The records below should be set down in full, please, without any change.

Material for this exercise Start Marker

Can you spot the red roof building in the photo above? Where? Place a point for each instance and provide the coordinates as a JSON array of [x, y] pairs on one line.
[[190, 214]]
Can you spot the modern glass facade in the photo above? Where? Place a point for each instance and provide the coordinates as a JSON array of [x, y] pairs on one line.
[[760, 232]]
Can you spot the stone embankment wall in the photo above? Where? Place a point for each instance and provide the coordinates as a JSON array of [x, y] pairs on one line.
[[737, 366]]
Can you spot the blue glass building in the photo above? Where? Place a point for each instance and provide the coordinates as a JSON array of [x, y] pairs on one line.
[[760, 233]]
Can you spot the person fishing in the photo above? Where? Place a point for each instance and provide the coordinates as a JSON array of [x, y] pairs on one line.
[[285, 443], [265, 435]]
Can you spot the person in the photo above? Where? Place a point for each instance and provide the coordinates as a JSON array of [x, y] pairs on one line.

Material for this exercise End Marker

## Worked solution:
Can you spot the red roof building in the photo above? Where? Place a point for each instance and provide the coordinates as a JSON array of [x, y] pairs on one line.
[[190, 214]]
Can you spot the modern glass facade in the photo above? Where? Place a point for each instance and provide the coordinates as a JSON array of [x, y] pairs on one line.
[[760, 232]]
Can you spot the stone embankment wall in the photo above? Where? Place a point for each instance and provide the coordinates as a JSON array of [x, y] pairs on one line.
[[737, 366]]
Can you spot the blue glass building in the photo above? Where? Place a point for each instance and provide the coordinates as a JSON array of [x, y] pairs on one line.
[[760, 233]]
Can you spot the person fishing in the photo above? Where? Place a point for each instance and provide the coordinates as a JSON array of [x, y] pairs on one line.
[[285, 443], [265, 435]]
Can you spot the person in the photo above? Where? Place a point for each instance and provide the coordinates as a JSON array of [x, y] pairs on one line.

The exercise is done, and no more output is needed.